[START]

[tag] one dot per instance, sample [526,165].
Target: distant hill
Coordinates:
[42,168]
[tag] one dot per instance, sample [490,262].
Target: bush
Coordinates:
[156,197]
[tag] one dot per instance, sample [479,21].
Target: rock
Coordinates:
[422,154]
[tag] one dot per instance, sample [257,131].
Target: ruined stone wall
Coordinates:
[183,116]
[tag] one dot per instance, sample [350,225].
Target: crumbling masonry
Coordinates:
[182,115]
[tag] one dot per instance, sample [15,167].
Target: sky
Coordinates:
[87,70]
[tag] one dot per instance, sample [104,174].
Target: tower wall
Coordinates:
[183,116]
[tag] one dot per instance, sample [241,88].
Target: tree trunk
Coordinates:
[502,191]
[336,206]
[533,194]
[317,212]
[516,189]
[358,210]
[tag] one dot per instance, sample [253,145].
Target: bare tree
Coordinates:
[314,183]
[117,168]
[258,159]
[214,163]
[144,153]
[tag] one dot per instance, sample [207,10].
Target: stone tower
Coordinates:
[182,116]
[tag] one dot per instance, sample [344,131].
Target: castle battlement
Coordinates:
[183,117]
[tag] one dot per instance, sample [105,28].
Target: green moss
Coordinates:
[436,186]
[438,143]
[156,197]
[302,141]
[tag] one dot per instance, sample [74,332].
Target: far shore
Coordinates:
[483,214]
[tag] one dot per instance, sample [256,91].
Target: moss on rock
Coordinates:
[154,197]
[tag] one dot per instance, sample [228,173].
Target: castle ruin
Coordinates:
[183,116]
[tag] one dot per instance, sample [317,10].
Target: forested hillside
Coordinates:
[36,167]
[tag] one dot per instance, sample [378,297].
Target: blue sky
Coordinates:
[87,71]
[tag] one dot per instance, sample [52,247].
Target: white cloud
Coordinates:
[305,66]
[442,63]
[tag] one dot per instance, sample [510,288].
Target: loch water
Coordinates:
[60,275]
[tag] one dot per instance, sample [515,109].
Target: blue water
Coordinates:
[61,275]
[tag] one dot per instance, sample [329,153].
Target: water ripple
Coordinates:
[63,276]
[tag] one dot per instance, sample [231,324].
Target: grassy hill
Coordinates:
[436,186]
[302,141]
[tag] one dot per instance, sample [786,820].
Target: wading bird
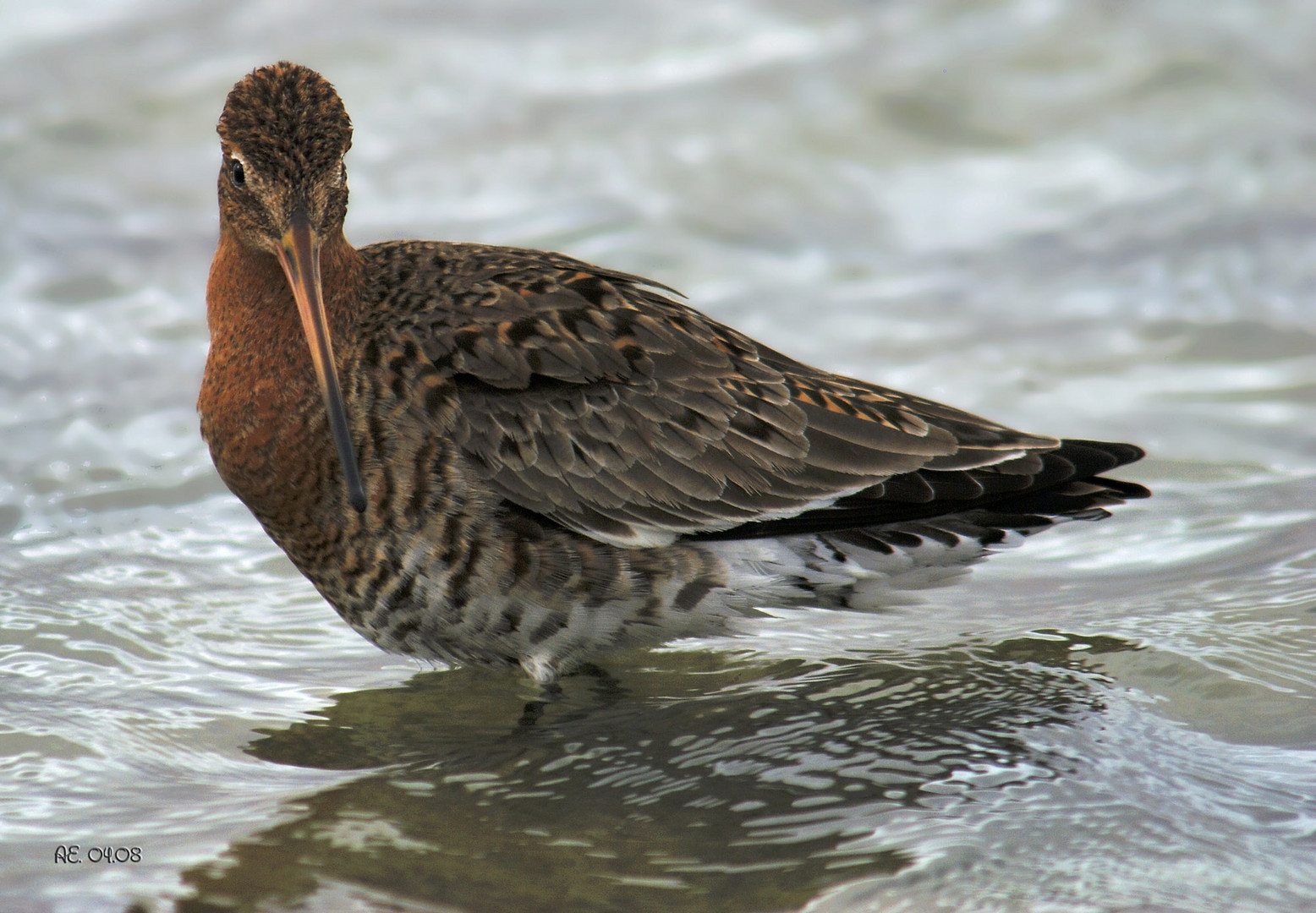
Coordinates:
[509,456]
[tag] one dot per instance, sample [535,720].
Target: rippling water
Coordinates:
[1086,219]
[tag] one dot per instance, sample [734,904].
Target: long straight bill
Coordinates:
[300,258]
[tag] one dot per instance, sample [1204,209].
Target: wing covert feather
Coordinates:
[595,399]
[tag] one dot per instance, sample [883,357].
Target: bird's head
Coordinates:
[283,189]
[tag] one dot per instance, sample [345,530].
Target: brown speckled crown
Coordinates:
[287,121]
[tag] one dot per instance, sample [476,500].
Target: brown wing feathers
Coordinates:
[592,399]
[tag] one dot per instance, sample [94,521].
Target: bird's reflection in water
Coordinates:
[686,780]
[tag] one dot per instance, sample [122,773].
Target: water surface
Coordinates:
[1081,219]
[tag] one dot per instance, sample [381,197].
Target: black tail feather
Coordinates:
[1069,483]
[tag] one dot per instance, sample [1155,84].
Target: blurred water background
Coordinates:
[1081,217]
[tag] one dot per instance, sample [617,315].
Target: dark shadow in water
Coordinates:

[END]
[START]

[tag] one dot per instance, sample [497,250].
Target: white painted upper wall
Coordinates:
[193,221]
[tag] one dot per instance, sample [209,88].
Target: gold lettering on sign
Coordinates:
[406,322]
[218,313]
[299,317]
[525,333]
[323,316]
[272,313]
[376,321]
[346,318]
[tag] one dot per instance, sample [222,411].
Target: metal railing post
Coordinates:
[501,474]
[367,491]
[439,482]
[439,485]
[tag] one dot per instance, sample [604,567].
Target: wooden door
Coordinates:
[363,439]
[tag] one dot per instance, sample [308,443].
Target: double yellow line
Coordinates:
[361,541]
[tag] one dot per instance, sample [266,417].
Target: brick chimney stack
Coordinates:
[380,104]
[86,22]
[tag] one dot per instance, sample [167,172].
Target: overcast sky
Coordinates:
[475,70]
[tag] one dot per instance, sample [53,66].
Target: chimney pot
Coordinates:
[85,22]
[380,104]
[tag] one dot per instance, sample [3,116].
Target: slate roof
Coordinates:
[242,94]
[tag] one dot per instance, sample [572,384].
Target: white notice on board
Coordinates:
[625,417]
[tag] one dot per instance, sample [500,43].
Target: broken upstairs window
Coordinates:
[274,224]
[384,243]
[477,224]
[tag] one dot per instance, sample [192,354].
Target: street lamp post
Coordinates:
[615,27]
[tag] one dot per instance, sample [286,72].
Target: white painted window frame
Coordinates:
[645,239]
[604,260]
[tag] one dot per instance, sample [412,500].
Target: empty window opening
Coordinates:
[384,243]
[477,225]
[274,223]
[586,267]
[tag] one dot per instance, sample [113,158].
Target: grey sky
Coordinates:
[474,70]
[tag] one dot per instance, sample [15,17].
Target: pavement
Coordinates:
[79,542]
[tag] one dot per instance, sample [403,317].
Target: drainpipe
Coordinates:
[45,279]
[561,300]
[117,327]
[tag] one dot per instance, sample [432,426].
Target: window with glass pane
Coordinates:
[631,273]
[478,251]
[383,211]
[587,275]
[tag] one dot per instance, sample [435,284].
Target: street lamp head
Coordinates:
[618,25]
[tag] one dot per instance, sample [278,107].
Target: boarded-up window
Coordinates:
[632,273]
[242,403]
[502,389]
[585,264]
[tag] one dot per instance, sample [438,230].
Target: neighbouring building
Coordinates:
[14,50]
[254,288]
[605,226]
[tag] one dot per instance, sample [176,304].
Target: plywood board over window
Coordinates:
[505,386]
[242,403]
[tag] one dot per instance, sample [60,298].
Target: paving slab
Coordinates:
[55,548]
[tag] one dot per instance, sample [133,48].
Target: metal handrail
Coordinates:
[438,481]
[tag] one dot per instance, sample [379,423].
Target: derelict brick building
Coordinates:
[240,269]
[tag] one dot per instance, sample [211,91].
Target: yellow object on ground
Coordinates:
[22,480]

[END]
[START]

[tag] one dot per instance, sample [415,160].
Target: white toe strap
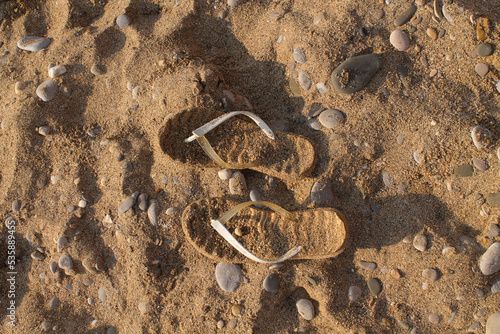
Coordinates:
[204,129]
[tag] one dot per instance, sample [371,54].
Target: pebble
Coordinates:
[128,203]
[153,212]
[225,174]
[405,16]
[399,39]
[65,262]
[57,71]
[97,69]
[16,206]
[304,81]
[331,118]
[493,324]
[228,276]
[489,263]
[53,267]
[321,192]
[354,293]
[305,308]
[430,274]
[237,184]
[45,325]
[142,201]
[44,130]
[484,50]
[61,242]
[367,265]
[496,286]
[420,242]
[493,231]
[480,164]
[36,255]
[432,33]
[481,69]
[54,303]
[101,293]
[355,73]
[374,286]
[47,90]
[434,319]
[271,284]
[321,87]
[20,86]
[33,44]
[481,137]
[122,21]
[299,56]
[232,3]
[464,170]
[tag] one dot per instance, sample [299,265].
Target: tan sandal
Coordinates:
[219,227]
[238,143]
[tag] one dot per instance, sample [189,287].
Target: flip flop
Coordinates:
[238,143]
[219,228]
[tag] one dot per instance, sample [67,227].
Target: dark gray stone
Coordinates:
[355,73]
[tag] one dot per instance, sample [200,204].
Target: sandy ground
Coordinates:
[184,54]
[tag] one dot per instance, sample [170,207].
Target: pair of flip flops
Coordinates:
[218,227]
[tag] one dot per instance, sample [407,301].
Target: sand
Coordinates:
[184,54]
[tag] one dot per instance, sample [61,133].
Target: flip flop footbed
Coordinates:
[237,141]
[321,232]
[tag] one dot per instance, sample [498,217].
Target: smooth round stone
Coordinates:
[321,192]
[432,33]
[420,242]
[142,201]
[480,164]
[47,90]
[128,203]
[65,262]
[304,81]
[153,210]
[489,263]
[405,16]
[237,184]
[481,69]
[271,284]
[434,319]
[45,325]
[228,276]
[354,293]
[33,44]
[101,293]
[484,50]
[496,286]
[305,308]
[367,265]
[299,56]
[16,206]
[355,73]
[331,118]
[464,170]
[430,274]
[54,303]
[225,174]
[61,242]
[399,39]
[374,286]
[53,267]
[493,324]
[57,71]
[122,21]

[END]

Problem statement: From the items above, copy every line that contains the string "street", matching its case exactly.

Answer to this exercise:
Target: street lamp post
Target: street lamp head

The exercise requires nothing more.